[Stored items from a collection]

=== Section Start ===

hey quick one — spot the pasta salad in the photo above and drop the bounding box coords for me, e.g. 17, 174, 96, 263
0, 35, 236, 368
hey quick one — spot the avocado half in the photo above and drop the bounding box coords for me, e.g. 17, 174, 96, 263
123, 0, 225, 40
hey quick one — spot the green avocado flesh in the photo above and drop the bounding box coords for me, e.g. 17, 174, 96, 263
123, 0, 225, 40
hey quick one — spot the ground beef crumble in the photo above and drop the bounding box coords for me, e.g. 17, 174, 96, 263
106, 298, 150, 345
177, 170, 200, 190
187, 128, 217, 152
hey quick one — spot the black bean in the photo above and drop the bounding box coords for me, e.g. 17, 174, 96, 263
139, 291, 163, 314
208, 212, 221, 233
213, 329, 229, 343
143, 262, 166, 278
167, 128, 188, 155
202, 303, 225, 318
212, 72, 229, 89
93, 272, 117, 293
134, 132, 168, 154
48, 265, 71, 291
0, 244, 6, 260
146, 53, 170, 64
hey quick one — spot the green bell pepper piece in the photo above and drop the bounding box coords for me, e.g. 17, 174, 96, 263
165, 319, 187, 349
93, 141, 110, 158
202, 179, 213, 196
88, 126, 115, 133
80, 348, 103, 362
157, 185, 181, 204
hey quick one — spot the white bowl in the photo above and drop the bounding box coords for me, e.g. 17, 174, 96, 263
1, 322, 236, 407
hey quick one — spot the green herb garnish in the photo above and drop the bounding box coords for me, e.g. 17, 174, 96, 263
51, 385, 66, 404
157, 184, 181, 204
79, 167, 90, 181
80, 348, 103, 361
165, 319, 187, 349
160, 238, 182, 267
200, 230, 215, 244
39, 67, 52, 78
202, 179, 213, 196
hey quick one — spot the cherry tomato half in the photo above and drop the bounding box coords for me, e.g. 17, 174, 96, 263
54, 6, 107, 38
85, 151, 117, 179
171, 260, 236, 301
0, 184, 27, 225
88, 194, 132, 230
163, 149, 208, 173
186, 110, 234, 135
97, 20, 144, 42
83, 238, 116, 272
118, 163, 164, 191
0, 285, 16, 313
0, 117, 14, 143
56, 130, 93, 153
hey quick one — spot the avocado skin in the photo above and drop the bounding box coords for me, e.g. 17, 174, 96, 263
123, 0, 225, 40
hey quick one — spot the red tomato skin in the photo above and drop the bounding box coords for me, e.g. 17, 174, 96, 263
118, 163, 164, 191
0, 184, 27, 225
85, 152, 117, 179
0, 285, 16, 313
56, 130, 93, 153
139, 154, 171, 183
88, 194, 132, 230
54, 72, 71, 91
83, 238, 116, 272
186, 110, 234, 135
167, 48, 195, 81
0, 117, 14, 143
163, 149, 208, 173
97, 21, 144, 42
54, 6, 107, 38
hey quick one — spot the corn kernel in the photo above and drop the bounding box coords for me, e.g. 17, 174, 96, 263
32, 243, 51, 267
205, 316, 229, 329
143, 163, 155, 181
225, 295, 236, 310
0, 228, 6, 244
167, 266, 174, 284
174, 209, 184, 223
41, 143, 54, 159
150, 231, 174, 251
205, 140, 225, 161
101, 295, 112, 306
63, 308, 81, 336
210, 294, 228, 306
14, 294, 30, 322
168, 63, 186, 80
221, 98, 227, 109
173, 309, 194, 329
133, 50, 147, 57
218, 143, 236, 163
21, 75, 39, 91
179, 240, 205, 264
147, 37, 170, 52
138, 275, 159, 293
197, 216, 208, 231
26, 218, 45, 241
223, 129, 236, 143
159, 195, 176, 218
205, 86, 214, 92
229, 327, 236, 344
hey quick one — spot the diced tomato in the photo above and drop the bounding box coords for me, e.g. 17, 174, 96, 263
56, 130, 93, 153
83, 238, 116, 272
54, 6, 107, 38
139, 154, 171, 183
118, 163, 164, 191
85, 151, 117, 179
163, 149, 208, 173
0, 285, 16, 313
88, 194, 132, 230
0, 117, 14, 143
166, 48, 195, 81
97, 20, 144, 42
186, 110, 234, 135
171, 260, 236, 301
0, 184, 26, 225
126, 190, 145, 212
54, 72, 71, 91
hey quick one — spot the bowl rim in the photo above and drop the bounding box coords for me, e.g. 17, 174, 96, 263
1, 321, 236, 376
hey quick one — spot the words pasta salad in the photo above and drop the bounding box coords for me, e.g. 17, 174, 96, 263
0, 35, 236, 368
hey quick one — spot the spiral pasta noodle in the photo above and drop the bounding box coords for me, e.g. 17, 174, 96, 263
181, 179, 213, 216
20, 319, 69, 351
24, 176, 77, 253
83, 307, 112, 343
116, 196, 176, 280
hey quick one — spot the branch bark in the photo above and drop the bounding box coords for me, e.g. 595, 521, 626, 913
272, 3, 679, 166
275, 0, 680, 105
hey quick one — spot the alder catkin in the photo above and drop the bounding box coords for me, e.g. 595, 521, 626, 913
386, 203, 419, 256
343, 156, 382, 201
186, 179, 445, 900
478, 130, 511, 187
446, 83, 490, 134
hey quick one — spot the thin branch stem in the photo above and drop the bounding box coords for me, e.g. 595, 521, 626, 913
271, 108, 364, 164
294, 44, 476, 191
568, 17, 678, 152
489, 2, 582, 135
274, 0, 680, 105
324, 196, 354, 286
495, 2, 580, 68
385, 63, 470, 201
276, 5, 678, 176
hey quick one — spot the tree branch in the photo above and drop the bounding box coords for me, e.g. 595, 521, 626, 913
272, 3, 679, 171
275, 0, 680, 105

=== Section End ===

◆ **Problem to solve**: Transcribe the records exactly as given.

◆ **Task result**:
hey quick one — spot the pasta salad in the photo above and drop the bounding box coords for me, e.g. 17, 174, 96, 263
0, 35, 236, 368
hey quick one — spot the avocado half in the photo above and drop the bounding box coords for me, e.g. 17, 174, 96, 263
123, 0, 225, 40
hey quick one — spot the green avocado flesh in the photo above and drop the bounding box coords for me, e.g. 17, 174, 96, 263
123, 0, 225, 40
hey quick one — spot the ground beef crumble in the photo above and drop the bounding box coords for me, e.g. 17, 174, 96, 263
106, 298, 150, 345
177, 170, 200, 190
187, 128, 217, 152
hey quick one — spot the black bean in the photo above and drop the bounding box coords for me, e.g. 17, 174, 96, 263
139, 291, 163, 314
208, 212, 221, 233
213, 329, 229, 343
143, 262, 166, 278
167, 128, 188, 155
202, 303, 225, 318
212, 72, 229, 89
93, 272, 117, 293
134, 132, 168, 154
48, 265, 71, 291
0, 244, 6, 260
146, 53, 170, 64
hey quick one — spot the green bell pepper piece in the photo above and drop the bounding box coords for me, e.g. 17, 174, 96, 263
165, 319, 187, 349
93, 141, 110, 158
202, 179, 213, 196
88, 126, 115, 133
80, 348, 103, 362
157, 185, 181, 204
hey quick one — spot the white bowl in the photo above and drop the bounding box coords for me, e.g. 17, 174, 96, 263
1, 322, 236, 407
hey quick one — spot the green herb garnish in the photo above and drop the bounding box coords for me, e.g. 17, 174, 96, 263
51, 385, 66, 404
157, 184, 181, 204
79, 167, 90, 181
80, 348, 103, 361
165, 319, 187, 349
160, 238, 182, 267
200, 230, 215, 244
39, 67, 52, 78
202, 179, 213, 196
hey quick one — spot the cherry tomato half in the photo above and drop the bounding box coords for me, e.g. 17, 174, 96, 263
54, 6, 107, 38
85, 151, 117, 179
171, 260, 236, 301
0, 184, 27, 225
88, 194, 132, 230
163, 149, 208, 173
186, 110, 234, 135
97, 20, 144, 42
83, 238, 116, 272
118, 163, 164, 191
0, 285, 16, 313
0, 117, 14, 143
56, 130, 93, 153
hey quick one — spot the avocado skin in the photo above and drop the bounding box coords for me, e.g. 17, 174, 96, 263
123, 0, 225, 40
hey quick one — spot the red tomato skin in the photo above and drop the bounding box coords for me, e.g. 17, 174, 96, 263
118, 163, 164, 191
0, 184, 27, 225
85, 152, 117, 179
0, 285, 16, 313
56, 130, 93, 153
139, 154, 171, 183
88, 194, 132, 230
54, 72, 71, 91
83, 238, 116, 272
186, 110, 234, 135
167, 48, 195, 81
0, 117, 14, 143
163, 149, 208, 173
97, 21, 144, 42
54, 6, 107, 38
hey quick one — spot the corn kernel in the photo above and drop the bounding box coords for me, e.g. 17, 174, 96, 263
32, 243, 51, 267
205, 316, 229, 329
143, 163, 155, 181
225, 295, 236, 310
0, 228, 6, 244
167, 266, 174, 284
174, 209, 184, 223
41, 143, 54, 159
150, 231, 174, 251
205, 140, 225, 161
101, 295, 112, 306
63, 308, 81, 336
210, 294, 228, 306
14, 294, 30, 322
168, 63, 186, 80
221, 98, 227, 109
173, 309, 194, 329
133, 50, 147, 57
218, 143, 236, 163
21, 75, 39, 91
179, 240, 205, 264
147, 37, 170, 52
138, 275, 159, 293
197, 216, 208, 231
26, 218, 45, 241
223, 129, 236, 143
159, 195, 176, 218
205, 86, 214, 92
229, 327, 236, 344
hey quick one — spot the diced tomato in the photo above and drop the bounding box coords for me, e.g. 17, 174, 96, 263
56, 130, 93, 153
83, 238, 116, 272
54, 6, 107, 38
139, 154, 171, 183
118, 163, 164, 191
85, 151, 117, 179
163, 149, 208, 173
0, 285, 16, 313
88, 194, 132, 230
0, 117, 14, 143
166, 48, 195, 81
97, 20, 144, 42
186, 110, 234, 135
171, 260, 236, 301
0, 184, 26, 225
126, 190, 145, 212
54, 72, 71, 91
hey quick one — spot the bowl rim in the photo above and drop the bounding box coords for me, e.g. 17, 174, 96, 263
1, 321, 236, 376
hey quick one — spot the words pasta salad in the photo above and drop the bounding box coords for me, e.g. 17, 174, 96, 263
0, 35, 236, 368
hey quick one — spot the spiral pasta noodle in the photo above and drop the bounding box coords for me, e.g. 17, 174, 96, 263
181, 179, 213, 216
20, 319, 69, 351
24, 176, 77, 253
83, 307, 112, 343
116, 196, 176, 280
hey quick one — spot the branch bark in the photo above and drop the bounding box coords for me, e.g. 595, 521, 626, 913
272, 3, 679, 166
275, 0, 680, 105
hey quick one — spot the alder catkin in the photo above and drop the bounding box coords for me, e.g. 595, 521, 626, 913
386, 203, 419, 256
343, 156, 382, 201
186, 179, 445, 900
478, 130, 511, 187
446, 83, 490, 134
hey quick one — spot the thin branch stem in the photo above and drop the bounding box coords for me, e.g. 595, 521, 626, 913
271, 108, 364, 164
294, 44, 476, 191
568, 17, 678, 152
489, 2, 582, 135
274, 0, 680, 105
324, 196, 354, 286
495, 2, 580, 68
385, 63, 470, 201
276, 5, 678, 176
hey quick one — spot the tree branch in the photo above and drop the bounding box coords for me, e.g. 595, 521, 626, 913
272, 3, 679, 171
275, 0, 680, 105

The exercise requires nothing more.